__Stated task__
Emit the entire listing verbatim.

__Given records__

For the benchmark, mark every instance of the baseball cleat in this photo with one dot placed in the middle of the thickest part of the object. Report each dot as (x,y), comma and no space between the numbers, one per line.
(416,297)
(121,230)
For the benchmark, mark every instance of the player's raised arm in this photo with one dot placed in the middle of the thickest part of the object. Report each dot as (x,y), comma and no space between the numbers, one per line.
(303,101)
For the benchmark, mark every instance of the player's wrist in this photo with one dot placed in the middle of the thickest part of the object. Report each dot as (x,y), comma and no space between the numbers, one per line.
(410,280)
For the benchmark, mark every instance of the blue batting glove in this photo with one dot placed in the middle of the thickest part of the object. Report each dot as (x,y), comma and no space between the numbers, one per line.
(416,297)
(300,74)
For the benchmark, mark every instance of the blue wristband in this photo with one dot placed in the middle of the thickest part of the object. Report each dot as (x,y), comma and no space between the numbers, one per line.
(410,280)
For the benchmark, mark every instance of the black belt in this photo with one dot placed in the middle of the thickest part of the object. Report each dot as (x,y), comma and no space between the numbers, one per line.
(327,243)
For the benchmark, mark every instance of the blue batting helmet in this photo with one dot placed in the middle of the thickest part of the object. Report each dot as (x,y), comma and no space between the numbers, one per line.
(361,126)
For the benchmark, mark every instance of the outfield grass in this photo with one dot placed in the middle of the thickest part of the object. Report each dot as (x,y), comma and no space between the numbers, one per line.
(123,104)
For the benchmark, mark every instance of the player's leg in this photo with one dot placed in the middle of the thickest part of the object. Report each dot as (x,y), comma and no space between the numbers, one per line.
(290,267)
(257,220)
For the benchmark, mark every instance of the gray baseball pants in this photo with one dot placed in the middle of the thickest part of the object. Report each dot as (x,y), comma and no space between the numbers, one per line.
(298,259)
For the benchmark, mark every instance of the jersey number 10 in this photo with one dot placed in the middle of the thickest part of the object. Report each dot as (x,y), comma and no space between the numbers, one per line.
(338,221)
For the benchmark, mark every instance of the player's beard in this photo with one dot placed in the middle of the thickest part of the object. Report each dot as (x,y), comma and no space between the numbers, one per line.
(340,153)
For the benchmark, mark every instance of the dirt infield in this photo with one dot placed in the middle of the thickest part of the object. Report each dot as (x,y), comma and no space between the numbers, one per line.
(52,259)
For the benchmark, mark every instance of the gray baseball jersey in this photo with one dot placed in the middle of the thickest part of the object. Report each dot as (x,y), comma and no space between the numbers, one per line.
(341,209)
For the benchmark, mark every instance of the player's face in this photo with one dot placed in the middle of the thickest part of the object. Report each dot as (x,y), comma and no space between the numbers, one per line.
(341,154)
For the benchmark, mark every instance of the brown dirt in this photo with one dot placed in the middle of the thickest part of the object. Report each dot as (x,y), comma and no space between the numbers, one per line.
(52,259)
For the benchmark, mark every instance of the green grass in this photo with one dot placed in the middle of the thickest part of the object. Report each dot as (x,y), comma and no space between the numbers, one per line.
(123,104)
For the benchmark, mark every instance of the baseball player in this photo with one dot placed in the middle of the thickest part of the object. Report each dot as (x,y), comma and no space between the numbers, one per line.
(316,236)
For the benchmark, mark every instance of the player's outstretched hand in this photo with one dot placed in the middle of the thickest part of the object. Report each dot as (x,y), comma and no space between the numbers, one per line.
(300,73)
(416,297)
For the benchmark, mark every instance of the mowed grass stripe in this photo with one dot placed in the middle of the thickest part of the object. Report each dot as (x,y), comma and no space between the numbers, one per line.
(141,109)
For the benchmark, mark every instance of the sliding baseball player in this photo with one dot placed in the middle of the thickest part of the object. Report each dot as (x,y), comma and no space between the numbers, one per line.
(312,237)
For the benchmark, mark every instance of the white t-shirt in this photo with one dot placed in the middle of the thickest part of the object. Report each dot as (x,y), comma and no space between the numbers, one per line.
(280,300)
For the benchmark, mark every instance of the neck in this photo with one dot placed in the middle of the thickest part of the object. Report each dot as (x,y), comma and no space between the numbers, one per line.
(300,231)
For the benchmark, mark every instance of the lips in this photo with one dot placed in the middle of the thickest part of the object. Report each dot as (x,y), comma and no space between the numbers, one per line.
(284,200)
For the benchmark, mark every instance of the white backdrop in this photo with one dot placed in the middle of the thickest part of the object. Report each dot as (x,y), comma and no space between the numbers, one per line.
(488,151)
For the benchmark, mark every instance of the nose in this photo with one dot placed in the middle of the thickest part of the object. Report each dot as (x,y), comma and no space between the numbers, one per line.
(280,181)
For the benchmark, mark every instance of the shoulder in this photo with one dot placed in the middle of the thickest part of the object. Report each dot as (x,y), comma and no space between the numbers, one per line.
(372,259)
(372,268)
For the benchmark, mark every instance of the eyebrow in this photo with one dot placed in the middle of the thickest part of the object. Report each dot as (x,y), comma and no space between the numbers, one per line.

__Expected answer__
For the benchmark, mark every instance of the baseball cleat in this photo with one dot placed in the middle of the thickest part of the object. Report each dot as (x,y), comma and no space between the numbers, one per line.
(416,297)
(121,230)
For the benchmark, mark every instance of the player's raised arm in this photo with one dot placed in the middle of the thickest part of the object. Report each dot as (x,y), comma and no space between the numbers, one per line.
(303,101)
For the benchmark, mark every instance of the player's wrist in this photo with one dot placed in the middle of the thickest part of the object. Report each dot as (x,y), comma and no space between the numbers, one per line.
(410,280)
For the benchmark, mark every instance of the blue batting glove in this photo with one dot placed in the middle of the thickest part of the object. Report each dot as (x,y), comma and no space between the numbers, one per line.
(416,297)
(300,74)
For the benchmark, mark every instance of the blue wristband in this photo with one dot placed in the middle of the thickest part of the object. Report each dot as (x,y), comma and no space between the numbers, one per line.
(410,280)
For the benchmark, mark every instance of the black belt in this photo with one dot placed in the middle of the thickest part of the object. Report each dot as (x,y), comma and no space between the numbers, one per line.
(327,243)
For the benchmark, mark every instance of the blue batting helmet in this photo with one dot placed in the middle of the thickest part of the object. Report each dot as (x,y), comma and no space between the numbers, one per line.
(361,126)
For the benchmark, mark every instance of the outfield grass in this photo with one dot placed in the middle of the thickest part of the object. Report each dot as (x,y), comma and no space between the numbers, one per line.
(123,104)
For the benchmark, mark every instance of the player's leg in this photo with one dot placed in the middle of the thickest part of the object. Report each dot as (x,y), comma and no space between the numbers, one per line.
(290,267)
(257,220)
For the benchmark, mark every instance of the gray baseball pants in this photo with one dot placed in the middle of the thickest part of the object. Report each dot as (x,y), comma and no space between the numbers, one per line.
(298,259)
For the benchmark, mark every instance of the jersey number 10 in this photo with one dot placed in the middle of the thickest part of the object. Report each dot as (x,y), comma and no space between the numbers, one per line.
(338,221)
For the benchmark, mark every instance of the player's beard in this photo with one dot placed in the middle of the thickest part of the object. Report each dot as (x,y), comma and no space between the numbers, one per line.
(340,153)
For the benchmark, mark every instance of the dirt infield in this photo with one dot placed in the middle of the thickest part of the object. Report each dot as (x,y), comma and no space between the numbers, one per line.
(52,259)
For the benchmark, mark every instance of the gray baseball jersey in this photo with one dot placed in the middle of the thickest part of the object. Report each dot as (x,y), comma and no space between the numbers, one per line.
(341,209)
For the benchmark, mark every instance of the player's face in this photo with one dot placed in the middle of the thickest part of the object. Report each dot as (x,y), comma and no space between the numbers, one per line.
(341,154)
For the benchmark, mark every instance of the brown dirt in this photo with one dot placed in the middle of the thickest part of the object. Report each dot as (x,y), comma and no space between the numbers, one per line.
(52,259)
For the benchmark, mark every instance of the green grass in this photo with one dot placed in the middle of the thickest part of the object. Report each dot as (x,y), comma and no space between the numbers, one per line.
(123,104)
For the benchmark, mark every instance of the baseball player in this photo with one dot placed in the middle of the thickest part of the object. Report each dot as (x,y), comma and no space between the numbers, one per line.
(316,236)
For the benchmark, mark every instance of the player's outstretched hand in this photo with one dot placed in the middle of the thickest part of the object. Report each dot as (x,y), comma and no space between the numbers, one per line.
(300,73)
(416,297)
For the benchmark, mark every instance of the mowed grass stripe in this photo with one dot placed in the middle of the thickest part of the object. Report each dot as (x,y), comma and no space between the numbers, one per line.
(141,109)
For the benchmark, mark every instance of the sliding baseball player in this photo with one dot placed in the middle of the thickest part of the object. Report each dot as (x,y), comma and no space between the numbers, one per line.
(312,237)
For the benchmark, mark every instance of the white t-shirt in this photo with one dot placed in the middle of the thickest part of the object. Report each dot as (x,y), comma and no space between the numbers, one per line.
(280,300)
For the benchmark, mark every instance of the neck in this photo with one dot placed in the middle of the thickest part of the object. Report each dot as (x,y), comma and no space between the numbers, one per line.
(300,231)
For the benchmark, mark every instance of the lips in this photo with one dot placed in the middle of the thickest part of the object. Report each dot as (x,y), comma and no space between the numbers, one per line.
(284,200)
For the benchmark, mark every instance of the white backdrop in this photo with one dot placed in the middle of the thickest part of the object. Report each dot as (x,y), comma and no space between the numbers, one per line.
(488,151)
For the benchmark, mark every instance of the nose in this photo with one dot placed in the middle of the thickest part of the object. Report each dot as (x,y), comma and no space between the numbers, one per line.
(280,181)
For the benchmark, mark every instance of the shoulder in this photo with one dot placed in the middle of the thickest part of the object. Report each dot as (x,y), comma and no space between the numbers, one per line.
(372,259)
(372,268)
For the benchmark, mark every instance of the eyebrow in this photo with one dot placed in the middle of the thickest part of the object. Report each dot as (x,y), comma and no space between the numbers, one per line.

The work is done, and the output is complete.